## begin Passage

Intensity generally does not include perceptual issues. Loudness
generally includes the internal perception of an audio signal, in
terms of how loud it is actually perceived. Loudness, especially
across audio with different frequency content and bandwidth,
generally does not track intensity very well.
[0015] FIG. 1 shows an exemplary system embodiment of the
invention. Various audio or audio-visual (A/V) source devices 10
may be connected via an IP networking system 40 to a set of
rendering devices 8. In the displayed environment, the audio source
devices 10 include a DVD player 12, a CD Player 14, a tuner 16, and
a personal computer (PC) Media Center 18. Other types of source
devices may also be included. The networking system 40 may include
any of multiple types of networks such as a Local Area Network
(LAN), Wide Area Network (WAN) or the Internet. Internet Protocol
(IP) networks may include IEEE 802.11(a,b,g), 10/100Base-T, and
HPNA. The networking system 40 may further include interconnected
components such as a DSL modem, switches, routers, coupling
devices, etc. Other configurations of the networking system 40 may
also include receivers, portable devices, cell phones, etc. The
rendering devices 8 may include multiple speakers 50a-50e. A
loudness control device 31 performs the system loudness equalizing
functions using a loudness control module 200.
[0016] In the embodiment of the system shown in FIG. 1, the
loudness control device 31 includes a loudness control module 200.
In additional embodiments, the loudness control module 200 could
optionally be located in the Media Center PC 18 or other location.
The loudness control module 200 interacts with each of a plurality
of loudness control components 52a-52e attached to the speakers
50a-50e.
Loudness Control Components
[0017] FIG. 2 illustrates a loudness control module 200 for
calibrating the system of FIG. 1 from the loudness control device
31. The loudness control module 200 may be incorporated in a memory
of the loudness control device 31 such as the RAM or other memory
device. The loudness control module 200 may include input
processing tools 202, a perceptual loudness level-measuring module
204, a loudness level adjusting module 206, and an audio
compression module 208.
[0018] In an embodiment, the input processing tools 202 receive an
audio signal generated from one or more audio sources. The audio
sources can have multiple music selections with multiple musical
tracks associated with each music selection. The perceptual
loudness level-measuring module 204 calculates the perceptual
loudness level that corresponds to the audio signal. The loudness
level-adjusting module 206 adjusts the loudness level of the audio
signal based on the measured perceptual loudness level. As a
result, the audio compression module 208 further processes the
audio signal. After the audio signal is compressed, the audio
signal is reproduced corresponding to a music selection at a
desired perceived loudness level to a listener.
[0019] Techniques for performing these functions are further
described below in conjunction with the description of the audio
play list compilation application.

## end Passage

Work instructions:
• A. From the loudness control passage, reproduce the text from "Intensity generally does" up to and including "intensity very well.".
• B. Carry on the loudness control passage, starting right after its final sentence.

## begin Data provided

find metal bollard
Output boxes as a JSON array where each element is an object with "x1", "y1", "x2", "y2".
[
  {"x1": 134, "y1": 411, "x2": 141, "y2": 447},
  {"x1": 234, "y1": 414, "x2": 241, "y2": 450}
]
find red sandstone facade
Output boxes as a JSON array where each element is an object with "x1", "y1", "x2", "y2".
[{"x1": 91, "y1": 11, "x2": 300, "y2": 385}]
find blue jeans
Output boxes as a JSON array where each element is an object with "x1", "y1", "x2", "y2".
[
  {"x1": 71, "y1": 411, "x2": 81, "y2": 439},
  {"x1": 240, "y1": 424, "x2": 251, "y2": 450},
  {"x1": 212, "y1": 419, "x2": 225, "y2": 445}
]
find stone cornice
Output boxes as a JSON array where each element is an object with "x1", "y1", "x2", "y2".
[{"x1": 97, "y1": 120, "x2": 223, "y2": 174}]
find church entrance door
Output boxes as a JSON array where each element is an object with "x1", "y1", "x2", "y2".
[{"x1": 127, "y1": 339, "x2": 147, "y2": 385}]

## end Data provided

Expected results:
• A.
Intensity generally does not include perceptual issues. Loudness
generally includes the internal perception of an audio signal, in
terms of how loud it is actually perceived. Loudness, especially
across audio with different frequency content and bandwidth,
generally does not track intensity very well.

• B.
Loudness Equalization Method
[0020] FIG. 3 is a flow chart for equalizing the loudness of an
audio source performed with a loudness control module 200 and the
loudness control components 52a-52e. At a step 402, the perceptual
loudness level of an audio signal generated from multiple audio
sources is measured. The audio sources can have multiple music
selections. The audio sources can include audio CDs, and MP3 files.
The music selections can have multiple music tracks.
[0021] At a step 404, the perceptual loudness level of the audio
signal is adjusted using the perceptual loudness level. Preferably,
the perceptual loudness level is a target loudness level determined
by a listener.
[0022] At a step 406, the audio signal is reproduced corresponding
to at least one music selection at a desired perceptual loudness
level. In an embodiment, the variation of the perceived loudness of
the audio signal to a listener is substantially reduced throughout
a track corresponding to the music selections. In another
embodiment, the peak perceived loudness of the audio signal to a
listener is the same among all the tracks corresponding to the
music selections.
[0023] Furthermore, according to an embodiment, additional steps
for measuring the perceptual loudness level may include generating
a Hann window; taking a Fast Fourier Transform (FFT) of a
half-overlapped, windowed signal, mapping the power spectrum to the
bark spectrum; spreading the energy in the bark spectrum;
calculating the partial perceptual loudness values corresponding to
the audio signal; aggregating the partial perceptual loudness
values corresponding to the audio signal; and comparing the
aggregated partial perceptual loudness values to the target
loudness level. Additionally, other psychometrically determined
scales may be used such as "Equivalent Rectangular Bandwidth".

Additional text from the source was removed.